*WHAT THE TASK ASKS:* Copy out, word for word, the entries from the line containing "Place a marker on every instance of the cluster" through the final line of the entries, with both ends included.

>> Start PROVIDED DATA

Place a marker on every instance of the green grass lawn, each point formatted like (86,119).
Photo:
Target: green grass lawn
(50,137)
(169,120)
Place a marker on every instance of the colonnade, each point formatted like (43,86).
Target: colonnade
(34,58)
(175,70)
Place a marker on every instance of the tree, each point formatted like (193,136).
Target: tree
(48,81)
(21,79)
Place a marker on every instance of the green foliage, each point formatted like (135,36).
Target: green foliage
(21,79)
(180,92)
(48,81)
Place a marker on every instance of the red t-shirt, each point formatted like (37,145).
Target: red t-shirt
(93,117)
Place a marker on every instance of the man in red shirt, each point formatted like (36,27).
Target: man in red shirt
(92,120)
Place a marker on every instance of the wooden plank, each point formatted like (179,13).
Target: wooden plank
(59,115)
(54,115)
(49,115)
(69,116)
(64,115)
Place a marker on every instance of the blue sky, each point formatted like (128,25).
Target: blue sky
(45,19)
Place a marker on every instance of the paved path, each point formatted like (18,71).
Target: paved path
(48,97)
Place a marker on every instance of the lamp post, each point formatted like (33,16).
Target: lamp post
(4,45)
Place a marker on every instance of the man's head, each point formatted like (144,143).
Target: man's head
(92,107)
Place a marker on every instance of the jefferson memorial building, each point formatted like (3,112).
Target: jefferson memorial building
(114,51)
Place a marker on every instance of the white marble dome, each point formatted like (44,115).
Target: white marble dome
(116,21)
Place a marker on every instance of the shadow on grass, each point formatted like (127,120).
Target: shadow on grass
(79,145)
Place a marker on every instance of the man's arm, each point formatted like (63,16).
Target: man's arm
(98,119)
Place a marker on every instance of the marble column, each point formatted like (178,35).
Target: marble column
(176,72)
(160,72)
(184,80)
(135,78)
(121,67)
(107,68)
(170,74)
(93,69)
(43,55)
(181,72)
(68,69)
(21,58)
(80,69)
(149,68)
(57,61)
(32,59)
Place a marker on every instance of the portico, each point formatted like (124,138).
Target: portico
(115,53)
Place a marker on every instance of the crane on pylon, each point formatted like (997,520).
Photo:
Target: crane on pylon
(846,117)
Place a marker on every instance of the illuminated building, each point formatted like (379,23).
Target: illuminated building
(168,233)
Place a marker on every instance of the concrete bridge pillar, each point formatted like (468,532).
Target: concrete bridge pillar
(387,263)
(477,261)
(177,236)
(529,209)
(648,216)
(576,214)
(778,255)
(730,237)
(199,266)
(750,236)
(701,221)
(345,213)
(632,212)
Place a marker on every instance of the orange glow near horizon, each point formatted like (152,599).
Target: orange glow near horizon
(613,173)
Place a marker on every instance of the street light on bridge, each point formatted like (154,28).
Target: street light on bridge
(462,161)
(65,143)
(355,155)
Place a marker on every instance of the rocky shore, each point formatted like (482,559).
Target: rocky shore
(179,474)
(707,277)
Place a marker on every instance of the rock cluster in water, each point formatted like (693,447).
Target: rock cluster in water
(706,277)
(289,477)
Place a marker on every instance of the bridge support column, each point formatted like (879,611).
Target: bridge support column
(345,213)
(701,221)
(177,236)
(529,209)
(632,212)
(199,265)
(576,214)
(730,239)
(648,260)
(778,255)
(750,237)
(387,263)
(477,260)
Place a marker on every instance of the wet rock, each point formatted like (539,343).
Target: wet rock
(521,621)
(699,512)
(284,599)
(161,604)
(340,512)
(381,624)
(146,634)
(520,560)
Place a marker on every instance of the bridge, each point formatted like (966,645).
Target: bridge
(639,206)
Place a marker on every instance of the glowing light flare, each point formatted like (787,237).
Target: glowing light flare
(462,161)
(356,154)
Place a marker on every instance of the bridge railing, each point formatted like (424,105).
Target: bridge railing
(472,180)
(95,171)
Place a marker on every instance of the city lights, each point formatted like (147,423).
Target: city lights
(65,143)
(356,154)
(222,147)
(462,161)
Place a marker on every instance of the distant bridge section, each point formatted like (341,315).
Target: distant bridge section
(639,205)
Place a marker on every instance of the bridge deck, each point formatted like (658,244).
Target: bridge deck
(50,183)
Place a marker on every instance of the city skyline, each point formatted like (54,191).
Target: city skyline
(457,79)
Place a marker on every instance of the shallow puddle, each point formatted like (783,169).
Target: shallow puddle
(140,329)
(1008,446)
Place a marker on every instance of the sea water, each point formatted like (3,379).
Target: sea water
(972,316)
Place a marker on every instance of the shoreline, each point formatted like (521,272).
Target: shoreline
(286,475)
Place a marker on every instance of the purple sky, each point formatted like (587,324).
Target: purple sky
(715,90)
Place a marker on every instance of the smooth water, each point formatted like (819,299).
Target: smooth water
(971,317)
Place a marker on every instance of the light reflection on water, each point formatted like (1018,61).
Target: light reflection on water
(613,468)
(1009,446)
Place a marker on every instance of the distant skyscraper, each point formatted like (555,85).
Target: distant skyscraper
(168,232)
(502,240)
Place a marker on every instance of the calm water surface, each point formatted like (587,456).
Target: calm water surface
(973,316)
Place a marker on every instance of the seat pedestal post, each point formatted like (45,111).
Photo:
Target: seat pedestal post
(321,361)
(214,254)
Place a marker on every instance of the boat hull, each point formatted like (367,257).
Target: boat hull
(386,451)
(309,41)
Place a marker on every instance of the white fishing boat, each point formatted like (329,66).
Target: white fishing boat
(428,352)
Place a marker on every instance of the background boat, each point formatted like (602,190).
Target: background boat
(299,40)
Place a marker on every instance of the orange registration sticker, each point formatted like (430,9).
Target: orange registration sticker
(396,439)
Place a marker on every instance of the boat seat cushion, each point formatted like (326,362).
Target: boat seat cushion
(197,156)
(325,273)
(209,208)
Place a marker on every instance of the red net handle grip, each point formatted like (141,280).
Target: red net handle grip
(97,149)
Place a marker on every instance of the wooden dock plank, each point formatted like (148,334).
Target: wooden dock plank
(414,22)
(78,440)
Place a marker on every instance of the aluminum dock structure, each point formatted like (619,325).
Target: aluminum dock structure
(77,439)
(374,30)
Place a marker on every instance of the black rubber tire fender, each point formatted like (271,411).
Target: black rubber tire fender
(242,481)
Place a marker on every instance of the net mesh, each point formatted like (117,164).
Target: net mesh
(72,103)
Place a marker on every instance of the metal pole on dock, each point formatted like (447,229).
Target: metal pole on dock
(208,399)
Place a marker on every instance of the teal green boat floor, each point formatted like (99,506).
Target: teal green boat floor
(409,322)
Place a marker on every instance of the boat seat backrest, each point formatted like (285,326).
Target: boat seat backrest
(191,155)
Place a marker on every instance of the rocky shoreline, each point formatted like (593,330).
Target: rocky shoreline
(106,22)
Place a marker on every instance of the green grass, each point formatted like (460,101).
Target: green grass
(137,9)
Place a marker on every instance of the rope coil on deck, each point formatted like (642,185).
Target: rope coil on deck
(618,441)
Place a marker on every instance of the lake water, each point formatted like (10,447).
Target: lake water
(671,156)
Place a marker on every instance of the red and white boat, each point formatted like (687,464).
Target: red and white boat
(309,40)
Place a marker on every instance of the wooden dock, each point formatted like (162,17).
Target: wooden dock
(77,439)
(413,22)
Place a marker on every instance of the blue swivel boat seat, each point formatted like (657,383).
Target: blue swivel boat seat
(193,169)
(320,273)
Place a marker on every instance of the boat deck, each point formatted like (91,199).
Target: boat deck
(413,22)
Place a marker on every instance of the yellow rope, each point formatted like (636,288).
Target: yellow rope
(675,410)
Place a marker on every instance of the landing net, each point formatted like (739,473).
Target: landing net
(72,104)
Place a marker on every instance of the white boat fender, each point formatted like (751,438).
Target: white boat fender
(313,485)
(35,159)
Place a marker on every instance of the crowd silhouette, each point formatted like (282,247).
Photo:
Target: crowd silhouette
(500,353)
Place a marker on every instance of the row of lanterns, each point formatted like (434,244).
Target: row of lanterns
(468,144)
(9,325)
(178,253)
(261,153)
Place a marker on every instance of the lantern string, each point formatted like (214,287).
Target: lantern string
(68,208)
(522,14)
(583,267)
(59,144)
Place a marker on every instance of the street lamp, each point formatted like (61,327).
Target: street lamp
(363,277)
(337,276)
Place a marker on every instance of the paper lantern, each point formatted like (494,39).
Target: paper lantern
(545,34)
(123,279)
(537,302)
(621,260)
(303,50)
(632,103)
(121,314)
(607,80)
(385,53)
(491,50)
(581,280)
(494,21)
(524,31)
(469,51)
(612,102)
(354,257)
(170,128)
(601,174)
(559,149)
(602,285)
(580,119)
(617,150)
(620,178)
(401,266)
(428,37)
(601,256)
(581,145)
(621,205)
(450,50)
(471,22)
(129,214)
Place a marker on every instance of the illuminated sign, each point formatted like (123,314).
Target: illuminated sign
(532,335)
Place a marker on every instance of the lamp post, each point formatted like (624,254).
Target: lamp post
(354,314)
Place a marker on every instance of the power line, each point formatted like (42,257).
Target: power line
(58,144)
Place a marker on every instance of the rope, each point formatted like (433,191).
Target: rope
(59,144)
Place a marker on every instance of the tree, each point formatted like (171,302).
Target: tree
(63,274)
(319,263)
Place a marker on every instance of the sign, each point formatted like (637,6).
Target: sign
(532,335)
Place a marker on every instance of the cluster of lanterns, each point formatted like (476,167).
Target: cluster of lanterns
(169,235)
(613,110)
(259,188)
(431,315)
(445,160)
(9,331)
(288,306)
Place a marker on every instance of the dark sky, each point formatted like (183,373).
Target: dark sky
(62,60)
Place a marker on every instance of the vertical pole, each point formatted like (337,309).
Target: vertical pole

>> End PROVIDED DATA

*TASK OUTPUT:*
Place a marker on every instance of the cluster of lanterns, each point formatted like (476,167).
Target: cluster of lanterns
(169,235)
(613,110)
(259,188)
(431,315)
(445,160)
(9,331)
(288,306)
Place a marker on every instance of the dark sky, each point formatted like (183,373).
Target: dark sky
(62,60)
Place a marker on every instance of the vertical pole, each point formatted like (337,309).
Target: vertical pole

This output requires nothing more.